[Referring expression pointing data]

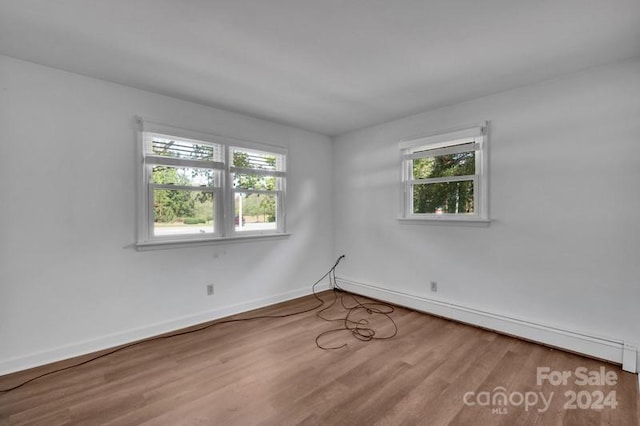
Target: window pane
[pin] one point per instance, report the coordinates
(255, 212)
(184, 148)
(443, 198)
(246, 181)
(460, 164)
(185, 176)
(258, 160)
(178, 212)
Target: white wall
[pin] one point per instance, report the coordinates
(563, 248)
(70, 280)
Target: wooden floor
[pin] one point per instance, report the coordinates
(270, 372)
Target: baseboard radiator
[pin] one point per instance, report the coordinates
(612, 350)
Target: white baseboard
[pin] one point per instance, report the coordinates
(116, 339)
(613, 350)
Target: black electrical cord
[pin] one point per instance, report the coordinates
(361, 329)
(356, 327)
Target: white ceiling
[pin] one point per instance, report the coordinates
(329, 66)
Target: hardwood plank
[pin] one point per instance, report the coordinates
(270, 372)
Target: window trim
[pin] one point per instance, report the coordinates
(443, 143)
(224, 227)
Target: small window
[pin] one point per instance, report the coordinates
(444, 176)
(198, 187)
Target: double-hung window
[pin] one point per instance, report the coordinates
(445, 176)
(258, 189)
(199, 187)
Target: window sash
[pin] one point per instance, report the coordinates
(223, 192)
(444, 143)
(426, 152)
(217, 212)
(158, 160)
(410, 192)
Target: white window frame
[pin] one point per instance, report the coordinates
(224, 216)
(460, 139)
(279, 191)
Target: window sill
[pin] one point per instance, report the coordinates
(169, 244)
(447, 221)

-- Directions --
Set down the records exactly, without the pictures.

-- Result --
Target: window pane
[pin] one point per instance, report the coordinates
(255, 212)
(184, 148)
(443, 198)
(246, 181)
(460, 164)
(185, 176)
(258, 160)
(178, 212)
Target: white wall
[pin] one point per instance, report the coordinates
(563, 248)
(70, 280)
Target: wooden floor
[pin] one point per instance, report the coordinates
(270, 372)
Target: baseboard radiator
[pin] one point per instance, report the coordinates
(612, 350)
Target: white baseboard
[pin] one point per instance, report the coordinates
(116, 339)
(613, 350)
Target: black electrical cord
[pin] one point per instance, report the coordinates
(361, 329)
(356, 327)
Target: white ceiling
[pin] one point per instance, report the coordinates
(329, 66)
Target: hardwood plank
[pin] one point per instance, report the coordinates
(270, 372)
Target: window trim
[pin] one point per instance, report the coordinates
(443, 143)
(224, 227)
Target: small window
[pin] one point per instance, report the coordinates
(444, 176)
(198, 187)
Target: double-hung window
[pin] one point per instance, report the coordinates
(445, 176)
(258, 189)
(199, 187)
Target: window sash
[pin] one point per instance, report the coordinates
(223, 192)
(444, 143)
(426, 152)
(217, 212)
(158, 160)
(410, 192)
Target: white window frame
[pin] one point per instance, report the coordinates
(224, 216)
(460, 139)
(279, 191)
Target: window sill
[pin] one point per instance, report the coordinates
(169, 244)
(447, 221)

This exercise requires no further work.